* **TASK SET**
• A. In the text on the BA.4 and BA.5 omicron strains, what average R0 value did the original COVID-19 virus have?
• B. Extend the text on the BA.4 and BA.5 omicron strains from where it stops.

* **SOURCE TEXT**
-- Opening Marker --

ADF STAFF
With the BA.4 and BA.5 strains of the omicron variant spreading rapidly around the world, scientists agree the viruses are more transmissible than their predecessors. What’s unclear, however, is just how quickly they are reproducing.
According to a team of Australian disease experts, the widely reported claim that BA.4 and BA.5 reproduce as quickly as measles, the most infectious disease in the world, is incorrect.
That claim used a calculation that was accurate early in the pandemic when no one was immune to the virus, but no longer applies to the current mix of virus evolution and population immunity, the group led by Freya Shearer, a senior fellow at the University of Melbourne, wrote recently in The Conversation.
“With the emergence of BA.4/5, there has been some confusion around how these concepts help us to understand why one variant spreads faster than another,” the experts wrote.
Epidemiologists measure a disease’s potential to spread by determining its R0 (pronounced “R-naught”) number — that is, the number of people a single infected person can pass the disease on to. The calculation applies best to populations with little to no immunity to an emerging disease.
The original COVID-19 virus had an average R0 value around 3. This means each person infected with the virus had the potential to pass it to three other people.

-- Closing Marker --

* **EXTRACTED DATA**
-- Opening Marker --

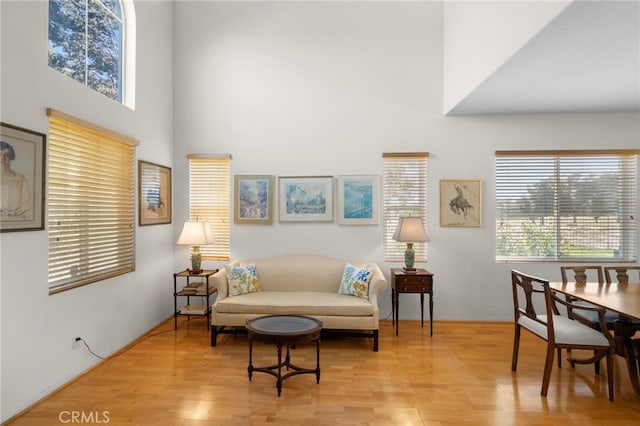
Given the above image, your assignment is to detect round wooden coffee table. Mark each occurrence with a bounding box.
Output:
[246,315,322,396]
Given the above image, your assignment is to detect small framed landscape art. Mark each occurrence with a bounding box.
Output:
[0,123,47,232]
[440,179,482,227]
[278,176,333,222]
[138,160,171,226]
[337,175,379,225]
[233,175,274,225]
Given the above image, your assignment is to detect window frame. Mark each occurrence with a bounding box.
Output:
[495,149,640,263]
[187,154,231,261]
[47,0,136,109]
[47,108,138,295]
[382,152,429,262]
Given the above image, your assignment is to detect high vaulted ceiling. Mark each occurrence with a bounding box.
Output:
[448,0,640,115]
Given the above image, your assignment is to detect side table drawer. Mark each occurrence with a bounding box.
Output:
[396,277,431,293]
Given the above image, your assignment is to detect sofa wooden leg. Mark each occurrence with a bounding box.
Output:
[211,324,218,346]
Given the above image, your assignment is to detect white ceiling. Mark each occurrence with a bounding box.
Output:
[448,0,640,115]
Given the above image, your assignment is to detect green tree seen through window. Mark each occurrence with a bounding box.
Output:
[49,0,123,102]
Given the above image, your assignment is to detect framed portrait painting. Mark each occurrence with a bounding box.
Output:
[233,175,274,225]
[337,175,379,225]
[0,123,47,232]
[138,160,171,226]
[440,179,482,227]
[278,176,333,222]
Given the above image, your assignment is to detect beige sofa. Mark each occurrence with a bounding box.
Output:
[211,254,387,352]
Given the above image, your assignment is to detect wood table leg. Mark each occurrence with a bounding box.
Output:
[276,342,282,396]
[394,291,400,336]
[247,338,253,381]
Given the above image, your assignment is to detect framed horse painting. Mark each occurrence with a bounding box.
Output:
[440,179,482,227]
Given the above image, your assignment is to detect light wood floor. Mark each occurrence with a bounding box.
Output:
[8,318,640,426]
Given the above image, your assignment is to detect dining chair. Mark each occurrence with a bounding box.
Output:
[511,270,615,401]
[604,266,640,284]
[560,265,618,332]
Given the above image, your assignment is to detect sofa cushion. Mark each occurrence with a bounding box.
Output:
[338,263,373,299]
[225,264,258,296]
[216,291,375,316]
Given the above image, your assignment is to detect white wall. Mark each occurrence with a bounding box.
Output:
[0,0,175,420]
[175,2,640,322]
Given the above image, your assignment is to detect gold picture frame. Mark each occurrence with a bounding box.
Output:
[0,123,47,232]
[440,179,482,227]
[278,176,334,222]
[233,175,275,225]
[138,160,172,226]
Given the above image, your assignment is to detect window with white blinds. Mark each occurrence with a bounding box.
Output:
[496,150,640,262]
[187,154,231,260]
[382,152,429,262]
[47,109,138,294]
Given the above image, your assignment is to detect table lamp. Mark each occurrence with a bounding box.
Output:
[177,222,213,274]
[393,217,429,273]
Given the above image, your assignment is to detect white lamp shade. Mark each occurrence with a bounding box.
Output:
[177,222,213,246]
[393,217,429,243]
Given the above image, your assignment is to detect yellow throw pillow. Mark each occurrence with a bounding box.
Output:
[338,263,373,299]
[224,263,260,296]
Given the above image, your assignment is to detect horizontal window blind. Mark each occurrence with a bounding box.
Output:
[188,154,231,260]
[47,109,137,294]
[496,150,640,262]
[382,152,429,262]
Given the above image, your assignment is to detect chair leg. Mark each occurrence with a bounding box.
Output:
[511,324,520,371]
[540,342,555,396]
[598,351,614,401]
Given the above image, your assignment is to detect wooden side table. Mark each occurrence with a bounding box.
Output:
[391,268,433,336]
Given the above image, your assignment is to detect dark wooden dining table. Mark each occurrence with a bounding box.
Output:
[549,282,640,399]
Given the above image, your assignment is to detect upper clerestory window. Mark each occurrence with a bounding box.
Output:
[49,0,135,109]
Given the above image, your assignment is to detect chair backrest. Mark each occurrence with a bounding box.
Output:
[604,266,640,284]
[560,265,604,284]
[511,270,613,344]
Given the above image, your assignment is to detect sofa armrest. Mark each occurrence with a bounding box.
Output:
[367,263,388,309]
[209,268,229,301]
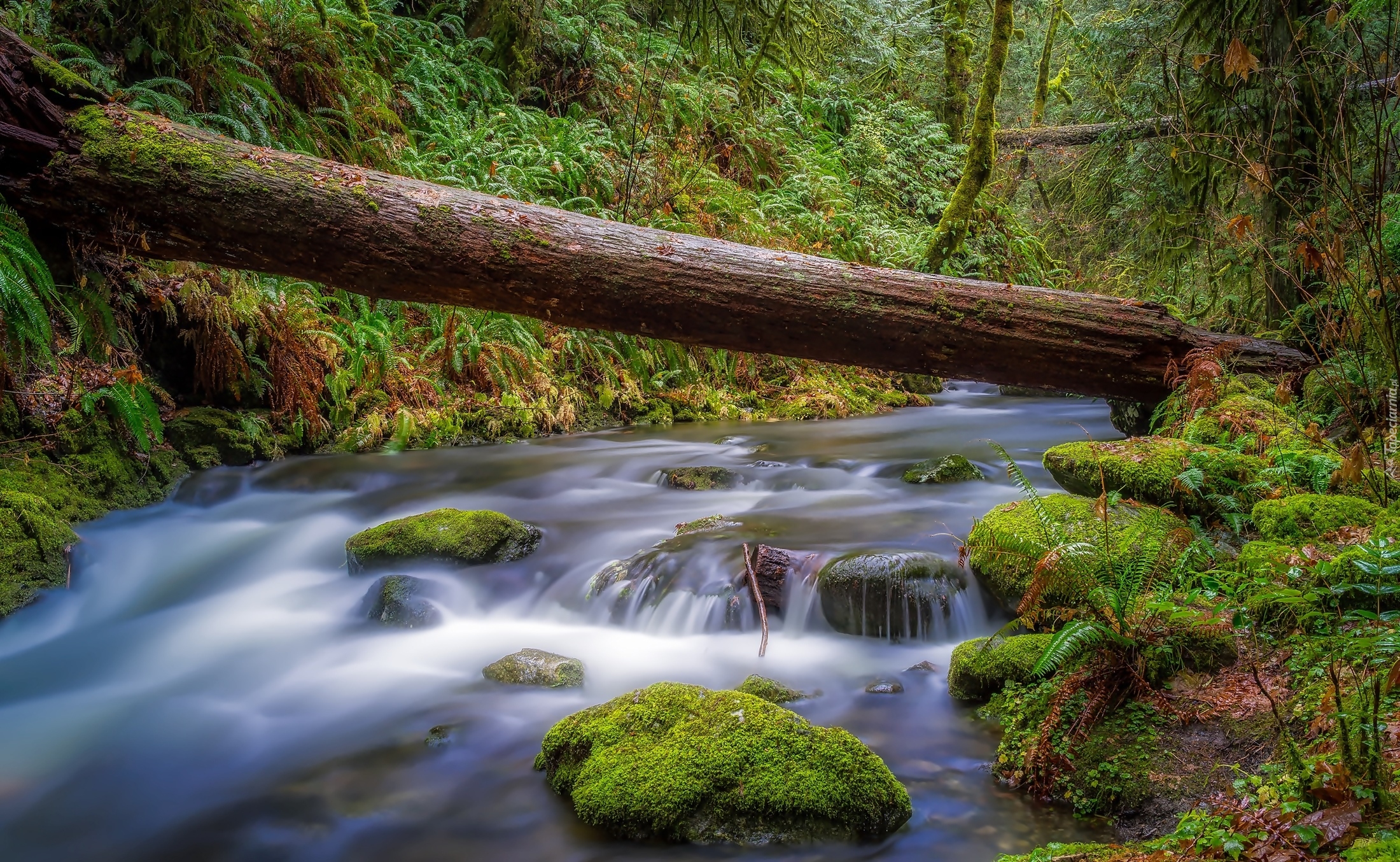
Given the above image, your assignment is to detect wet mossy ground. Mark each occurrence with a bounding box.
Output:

-- Closing Marker --

* **TASK RESPONSES**
• A. Around 3.

• B.
Each subsequent evolution of the COVID-19 virus, from alpha to omicron BA.5, replaced its predecessor by finding a way to spread more easily through the population. That does not mean, however, that the virus increased its reproductive rate.
“A variant can have a growth advantage and not actually be intrinsically more transmissible,” the Australian team wrote. “In fact, the R0 of variant A may be higher, lower, or the same as variant B.”
Other factors influence the ability of a virus to spread among populations:
- The virus could have a shorter generation time, meaning it becomes spreadable faster than other strains.
- It could be more capable of transmission due to genetic changes, such as alterations in the spike proteins that “unlock” cells for infection.
- The virus could get past a person’s existing immunity — what scientists call “immune escape” — allowing the pandemic to continue as the virus moves again through populations. That has been the case with omicron.
“Variants with very high levels of immune evasion can spread quickly in highly immune populations because there are simply more people in the population who are able to be infected,” the Australian team wrote. “But it doesn’t mean they are intrinsically more transmissible.”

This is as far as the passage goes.